# [BRANO SELEZIONATO]
Un sipario rosso nasconde il piccolo palco già allestito e ad accoglierci è Stefano Pilia, chitarrista turnista live degli Afterhours, giocoliere di timbriche e di chiaroscuri elettronici. La sua performance è breve, totalmente strumentale e molto, ma molto sperimentale.
Della serie: o la ami, o la odi.
La chitarra è un pennello che disegna architetture sonore, che partorisce campionature improvvisate. Tutto si conclude con un applauso di apprezzamento del pubblico e lo show procede puntualissimo.
Poco prima delle 22.30 infatti entrano, acclamatissimi dal pubblico i fantastici quattro di questo super gruppo italiano, chiamato I hate my Village: Fabio Rondanini (batterista dei Calibro 35 e Afterhours), Adriano Viterbini (chitarrista dei Bud Spencer Blues Explosion), con la collaborazione della voce di Alberto Ferrari (Verdena) e Marco Fasolo al basso (anche curatore della produzione) presentano il loro album new born omonimo.
Potrei raccontarvi dilungandomi inutilmente riguardo la scelta del nome della band o delle palesi influenze della musica africana, ma la verità è che questi quattro talenti non hanno avuto altro intento che far convergere, come in un imbuto di idee, le loro virtù musicali e compositive in totale spontaneità.
Una tavola rotonda di suoni, ritmi, improvvisazioni e tanto divertimento. Un brain storming musicale.

# [DATI FORNITI]
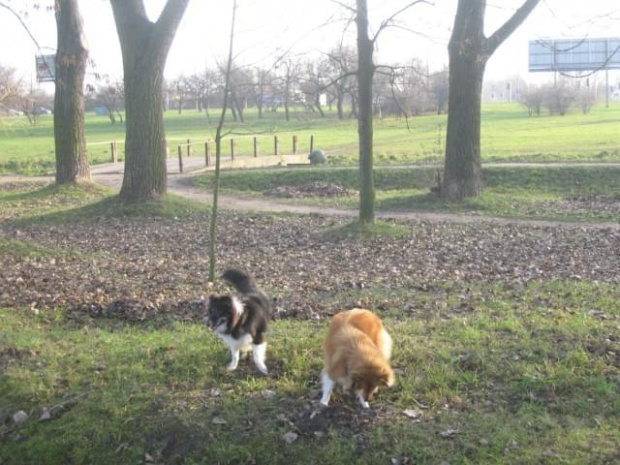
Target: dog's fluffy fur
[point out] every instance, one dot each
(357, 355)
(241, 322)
* * *
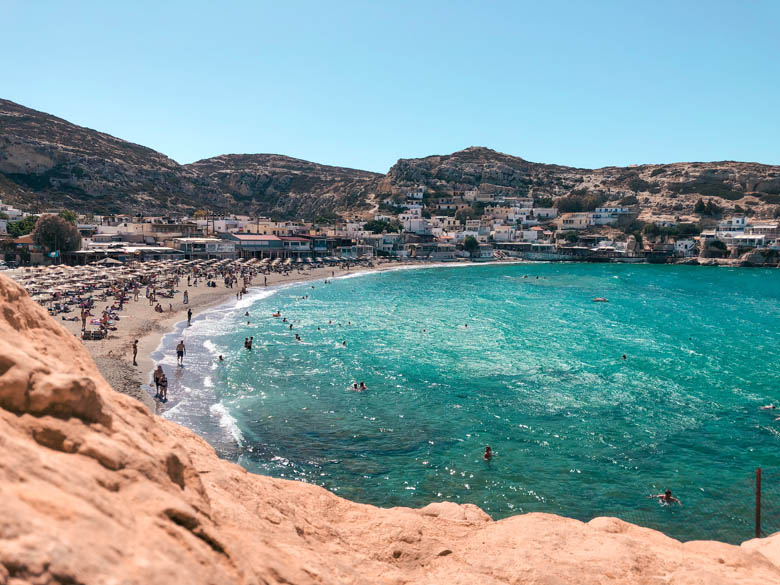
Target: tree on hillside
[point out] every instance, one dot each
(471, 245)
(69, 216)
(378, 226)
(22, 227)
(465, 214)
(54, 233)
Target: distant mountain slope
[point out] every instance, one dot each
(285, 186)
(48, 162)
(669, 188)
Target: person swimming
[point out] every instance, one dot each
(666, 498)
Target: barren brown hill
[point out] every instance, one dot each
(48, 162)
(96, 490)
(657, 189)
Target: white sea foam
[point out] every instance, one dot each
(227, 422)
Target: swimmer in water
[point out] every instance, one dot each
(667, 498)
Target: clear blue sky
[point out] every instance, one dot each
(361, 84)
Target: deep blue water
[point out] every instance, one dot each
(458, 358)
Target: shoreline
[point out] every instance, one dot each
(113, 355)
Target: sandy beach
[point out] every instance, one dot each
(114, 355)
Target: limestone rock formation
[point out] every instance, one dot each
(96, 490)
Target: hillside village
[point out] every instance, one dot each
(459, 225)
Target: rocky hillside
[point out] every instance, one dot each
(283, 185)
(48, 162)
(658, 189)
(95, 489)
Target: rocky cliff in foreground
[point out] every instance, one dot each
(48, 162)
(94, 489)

# [OBIETTIVO DEL COMPITO]
Ricopia fedelmente il passo della recensione del concerto da "Un sipario rosso" a "ami, o la odi.".

# [SOLUZIONE PROPOSTA]
Un sipario rosso nasconde il piccolo palco già allestito e ad accoglierci è Stefano Pilia, chitarrista turnista live degli Afterhours, giocoliere di timbriche e di chiaroscuri elettronici. La sua performance è breve, totalmente strumentale e molto, ma molto sperimentale.
Della serie: o la ami, o la odi.